● **Provided text**:
------------------------------------------------------------

It was at that time that Scott used to ask me to go next door to invite his neighbor from New York to come to the Friday night Bible study. I really didn't like that man very much, and he thought we were crazy. I said that is one fellow that will never get saved. That was Paul. You know the story of Paul. Scott sold his house to Paul, and Scott's wife, Kae, was talking to Marisa one day about Buddhism. Marisa got saved on the spot, and that drove Paul into the Kingdom. Paul is very close to the number one Christian man that I know today. All that fruit; the kids from the Bible study, Gena, Paul, and a host of others, are fruit in Scott's basket. I happened to be there standing on his shoulder at the time, but the fruit goes in his basket.
But nothing stays the same. The end of the school came and the kids went home. The Bible study was never got started again. Scott got dismissed from his job at Maejo. The tremendous opportunities dried up. All the good things we had going for us went south. Things started to cool down between Scott and myself. The devil got between us and the original chemistry was gone. We are still friends but the tide is out.

------------------------------------------------------------

● **Dataset section**:
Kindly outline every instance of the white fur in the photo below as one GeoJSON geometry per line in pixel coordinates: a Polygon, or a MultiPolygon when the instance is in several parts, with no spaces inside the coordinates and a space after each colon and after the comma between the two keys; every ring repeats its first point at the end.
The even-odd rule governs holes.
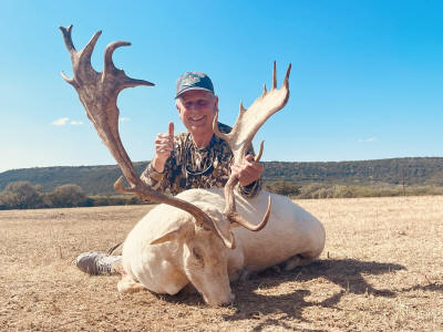
{"type": "MultiPolygon", "coordinates": [[[[190,281],[206,302],[220,304],[231,301],[229,280],[236,280],[245,270],[259,271],[285,261],[293,268],[298,264],[295,261],[299,261],[292,259],[297,255],[308,260],[317,258],[324,247],[324,228],[287,197],[265,190],[250,199],[236,194],[237,211],[257,225],[269,195],[272,208],[267,226],[257,232],[233,228],[234,250],[224,247],[214,232],[195,227],[189,214],[158,205],[135,225],[123,245],[127,276],[119,290],[130,291],[127,284],[134,281],[156,293],[175,294],[190,281]],[[166,234],[171,234],[166,240],[151,245],[166,234]]],[[[225,208],[222,189],[192,189],[177,197],[195,204],[224,229],[229,229],[222,217],[225,208]]]]}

------------------------------------------------------------

● **Short problem A**:
Copy the part of the Bible study account that opens with the words containing "It was at that" and closes with "in his basket.".
● **Short problem B**:
Put this sentence from the Bible study account into Spanish: "Things started to cool down between Scott and myself."
● **Short problem C**:
Write the next part of the account about Scott and the Bible study, picking up after its final sentence.
The material isn't needed for anything here.

● **Expected answer A**:
It was at that time that Scott used to ask me to go next door to invite his neighbor from New York to come to the Friday night Bible study. I really didn't like that man very much, and he thought we were crazy. I said that is one fellow that will never get saved. That was Paul. You know the story of Paul. Scott sold his house to Paul, and Scott's wife, Kae, was talking to Marisa one day about Buddhism. Marisa got saved on the spot, and that drove Paul into the Kingdom. Paul is very close to the number one Christian man that I know today. All that fruit; the kids from the Bible study, Gena, Paul, and a host of others, are fruit in Scott's basket. I happened to be there standing on his shoulder at the time, but the fruit goes in his basket.

● **Expected answer B**:
Las cosas empezaron a enfriarse entre Scott y yo.

● **Expected answer C**:
That is the way it goes. But even in low tide Jesus is working. Let's stay with it and give it our best shot for Jesus today.
                                     bill

Sunday, December 7, 2014

Revival

7 December 2014
Dear Phyllis,
The other day I asked Paul, “How was your service Sunday night?” “Oh, Great! We had a great time. The service started at 5:00 and we got home at 2:00 AM.” I roared, “Impossible! You can't have a service that goes on for 9 hours” Paul replied, “No, the only reason we got home at 2:00 was because the kids had school the next day. If it hadn't been for the kids school we could have gone longer.”
I have always said the thermometer of a church is the parking lot. If the janitor is locking the door, and the church parking lot is empty at 12:15 Sunday morning, you know the temperature inside is pretty chilly. But if 1:00 o'clock comes, and the janitor is impatiently asking the believers still hanging around in the sanctuary to leave, and there are still six or seven cars in the parking lot, the temperature is pretty warm.
Revival is a popular subject in many churches, but revival is something that man cannot schedule, you can't work it up, and you can't organize it.When the Spirit of Christ chooses to visit His church you have revival, and without the presence of the Holy Spirit you have religion. And religion gets old pretty fast.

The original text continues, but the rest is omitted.